Entries pointing to named objects

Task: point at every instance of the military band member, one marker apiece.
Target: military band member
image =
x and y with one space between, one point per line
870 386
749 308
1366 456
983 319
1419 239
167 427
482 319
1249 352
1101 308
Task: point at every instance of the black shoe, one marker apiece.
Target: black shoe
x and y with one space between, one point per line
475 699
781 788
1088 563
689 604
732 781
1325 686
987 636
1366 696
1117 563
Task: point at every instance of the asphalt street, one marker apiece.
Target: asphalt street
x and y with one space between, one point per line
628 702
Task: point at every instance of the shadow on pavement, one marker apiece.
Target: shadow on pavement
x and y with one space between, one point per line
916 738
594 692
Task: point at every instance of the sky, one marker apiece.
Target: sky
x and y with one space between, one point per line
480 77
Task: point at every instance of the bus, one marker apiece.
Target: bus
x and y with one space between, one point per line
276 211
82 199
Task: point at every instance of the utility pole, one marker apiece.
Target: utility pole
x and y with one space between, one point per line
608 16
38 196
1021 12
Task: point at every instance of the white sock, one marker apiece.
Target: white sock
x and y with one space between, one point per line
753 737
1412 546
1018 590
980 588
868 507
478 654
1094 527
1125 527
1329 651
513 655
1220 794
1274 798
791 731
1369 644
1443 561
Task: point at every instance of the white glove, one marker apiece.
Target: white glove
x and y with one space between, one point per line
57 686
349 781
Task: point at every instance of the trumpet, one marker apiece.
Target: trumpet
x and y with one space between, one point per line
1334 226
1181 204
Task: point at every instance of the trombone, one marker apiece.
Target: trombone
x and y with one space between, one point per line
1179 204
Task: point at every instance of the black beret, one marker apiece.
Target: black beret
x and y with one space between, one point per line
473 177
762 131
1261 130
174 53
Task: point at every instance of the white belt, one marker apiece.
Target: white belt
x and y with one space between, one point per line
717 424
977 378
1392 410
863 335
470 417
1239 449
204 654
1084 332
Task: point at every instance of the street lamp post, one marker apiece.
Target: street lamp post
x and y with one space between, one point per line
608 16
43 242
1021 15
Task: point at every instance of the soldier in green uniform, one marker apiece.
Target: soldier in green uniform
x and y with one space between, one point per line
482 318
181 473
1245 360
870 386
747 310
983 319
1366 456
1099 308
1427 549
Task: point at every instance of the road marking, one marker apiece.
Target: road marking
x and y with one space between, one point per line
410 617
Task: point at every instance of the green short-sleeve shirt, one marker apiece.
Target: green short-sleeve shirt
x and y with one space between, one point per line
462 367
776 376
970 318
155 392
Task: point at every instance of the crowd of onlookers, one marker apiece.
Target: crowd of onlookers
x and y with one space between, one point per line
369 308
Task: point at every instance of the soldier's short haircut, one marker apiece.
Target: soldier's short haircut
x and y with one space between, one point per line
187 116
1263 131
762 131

• **Set problem**
Retype every line of the material above word for word, from the first line to the last.

• **Result for this exercise**
Task: point at every instance of the military band member, one marker apiece.
Target: military band member
image =
x and y with one space between, one point per line
870 386
749 308
1366 456
983 319
1419 239
167 427
482 319
1249 352
1101 308
Task: point at every instance of the black shoe, one marker apiece.
Target: black shoe
x and y with one space between, one point per line
475 699
781 788
1088 563
689 604
732 781
1325 686
987 636
1366 696
1117 563
Task: point at every instance of the asphalt street, one marker apiece.
Target: asphalt street
x and y with one space between, one point per line
628 702
Task: point at every instance of the shadow on pavement, one marker apiece.
Target: shadow on pavement
x and y with one space between, one point per line
916 738
594 692
Task: point at every instance of the sky, one marker apiece.
Target: sky
x and y with one space between, one point per line
480 77
Task: point at every instance of the bus, one marker apiece.
Target: bus
x and y with one space between, one point per line
276 211
82 199
Task: point at every instance of the utility pole, one marker apiece.
Target: utility pole
x and y with one space between, one point per line
608 16
38 196
1021 12
Task: point at every instance of the white sock, one marker apiece.
Target: white sock
x and y with one space between, one point per line
753 737
1412 546
1018 590
980 588
868 507
478 654
1094 527
1125 527
1329 651
513 655
1220 794
1274 798
791 731
1369 644
1443 561
Task: point at every instance of the white glove, one marker apiece.
Target: white glove
x and y with one space between, one point per line
57 686
349 781
Task: point at every instance of the trumpet, one marker apiece.
Target: trumpet
x and y with one space between, one point per line
1334 226
1181 204
Task: point at every instance of the trombone, one marker apiece.
Target: trombone
x and y with one space between, one point per line
1179 204
Task: point at every instance of the black beret, one marker apiece.
Target: black beret
x and y with one space between, one point per line
473 177
762 131
1261 130
174 53
Task: point at every instance of the white belt, one marker apiece.
Target: white belt
x and y with one space between, one point per line
717 424
977 378
1392 410
863 335
470 417
1239 449
204 654
1084 332
Task: point at every instance of the street lamp post, one marker apiece.
Target: street lamp post
x and y with one space between, one point per line
608 16
43 242
1021 15
Task: point at every instance of the soldier in green uniform, one marker apiece.
Target: soldier in green uniform
x and y with one space between, one point per line
482 318
181 473
1245 360
870 386
747 310
983 319
1366 456
1099 308
1427 549
Task: point at every instance of the road marking, one marker apiece.
Target: road marking
x and y with one space between, one point per line
410 617
Task: point at every instance of the green short-sleeve shirt, one marker apiece.
Target: green short-sleeve shirt
x and y with one space between, one point per line
462 367
776 376
970 318
155 392
Task: point at every instance of the crowd of onlookers, one marker apiece.
Target: crowd of onlookers
x and y with one space between, one point per line
369 308
Task: point at every instance of the soldier's short haircut, one marker apiece.
Target: soldier's short haircut
x and y with one space between, one point per line
187 116
1263 131
762 131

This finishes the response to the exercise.